__Data supplied__
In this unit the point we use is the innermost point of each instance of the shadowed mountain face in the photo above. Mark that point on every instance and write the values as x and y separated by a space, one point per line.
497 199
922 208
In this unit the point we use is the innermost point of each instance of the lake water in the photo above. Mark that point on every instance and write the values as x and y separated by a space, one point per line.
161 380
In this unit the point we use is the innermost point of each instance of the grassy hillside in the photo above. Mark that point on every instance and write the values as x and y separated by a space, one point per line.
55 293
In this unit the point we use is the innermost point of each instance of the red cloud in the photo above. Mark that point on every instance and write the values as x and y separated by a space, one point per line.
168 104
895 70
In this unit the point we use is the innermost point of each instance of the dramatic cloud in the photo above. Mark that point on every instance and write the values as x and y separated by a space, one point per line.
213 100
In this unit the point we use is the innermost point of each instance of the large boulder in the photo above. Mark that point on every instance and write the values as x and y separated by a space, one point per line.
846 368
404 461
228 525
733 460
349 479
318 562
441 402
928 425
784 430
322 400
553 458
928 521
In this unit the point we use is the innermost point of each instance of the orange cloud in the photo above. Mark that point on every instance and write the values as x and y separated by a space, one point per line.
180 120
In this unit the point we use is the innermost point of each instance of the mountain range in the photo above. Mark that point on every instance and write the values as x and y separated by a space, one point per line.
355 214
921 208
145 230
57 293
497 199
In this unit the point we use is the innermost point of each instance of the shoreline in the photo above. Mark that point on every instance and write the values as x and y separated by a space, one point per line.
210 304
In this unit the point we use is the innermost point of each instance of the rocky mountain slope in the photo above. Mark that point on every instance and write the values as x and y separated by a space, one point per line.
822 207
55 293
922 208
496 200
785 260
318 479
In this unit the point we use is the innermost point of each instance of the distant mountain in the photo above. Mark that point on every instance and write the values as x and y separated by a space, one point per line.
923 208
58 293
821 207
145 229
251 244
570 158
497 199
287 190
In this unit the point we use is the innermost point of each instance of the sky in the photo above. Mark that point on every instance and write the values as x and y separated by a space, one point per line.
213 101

__Instructions to follow__
Please quote the records above exactly, without skipping a line.

__Written response__
In this unit the point we use is the innermost point of each instance of the shadowed mountain face in the photo above. Mark that point on every instance and write the values as x and y separated by a space, one point per line.
497 199
922 208
In this unit the point we use is the innermost point of each instance of the lake water in the photo above. Mark that point on every instance and write the values as x and y separated by a space, one point per line.
161 380
In this unit the point we use is the innermost point of each instance of the grassy hillside in the photo above. Mark that point on every instance and write the values as x and y separated by a space, one point per line.
55 293
In this unit the point we use is the innermost point of each instance of the red cloud in the photo above. Mark that point on every instance and write the values as x and y separated by a space, one point per line.
168 104
895 70
In this unit the point we use is the innermost point of each instance of the dramatic cloud in the photo above. Mark that point on every instance and write the values as x and y separated by a space, one point per line.
213 100
In this unit the point we use is the innermost point of each instance of the large boulder in the photo above. Mark that point on every instance and write the values as x and y separated by a space, one point per line.
846 368
404 461
228 525
733 460
349 479
318 562
441 402
928 425
784 430
322 400
553 458
928 521
In this unit the point we use is the innermost point of each instance of the orange cloud in the photo above. Mark that point on every instance and write the values as x and y separated by a space, one point per line.
180 120
In this unit the point we use is the innermost point of each instance of the mountain range in the photo above. Mark that point on every instance and write the values as x and y separated by a space, one point per line.
355 214
921 208
145 230
57 293
497 199
In this unit the point we use is the innermost point of each instance of the shoreline in the photo above. Mark that point on every instance and write the values as x and y separated by a space, one point per line.
210 304
In this unit the point we use is the innermost point of each instance of the rocky mountain slope in the photo above. Mark that point on every instance and write the values as x and y separated by a space, one point per line.
822 207
55 293
922 208
496 200
785 260
318 479
In this unit the point we use is the innermost point of each instance of the distant mountain in the photo above. Mark that point on every instance and write the values as x and y separated by a space, one point per line.
923 208
58 293
821 207
145 229
251 244
570 158
497 199
287 190
In this unit the point we use is the innermost point of each instance of the sky in the photo above. Mark that point on every instance and write the values as x and y separated by a space, one point per line.
213 101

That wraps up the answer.